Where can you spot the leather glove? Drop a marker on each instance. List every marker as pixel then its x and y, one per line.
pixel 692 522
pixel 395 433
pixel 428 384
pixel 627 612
+++
**Work task**
The full listing above needs to be transcribed exactly.

**Worked solution**
Where can you spot the leather glove? Drop a marker on each instance. List every marker as pixel then its x and y, one per line.
pixel 692 522
pixel 395 433
pixel 428 384
pixel 627 612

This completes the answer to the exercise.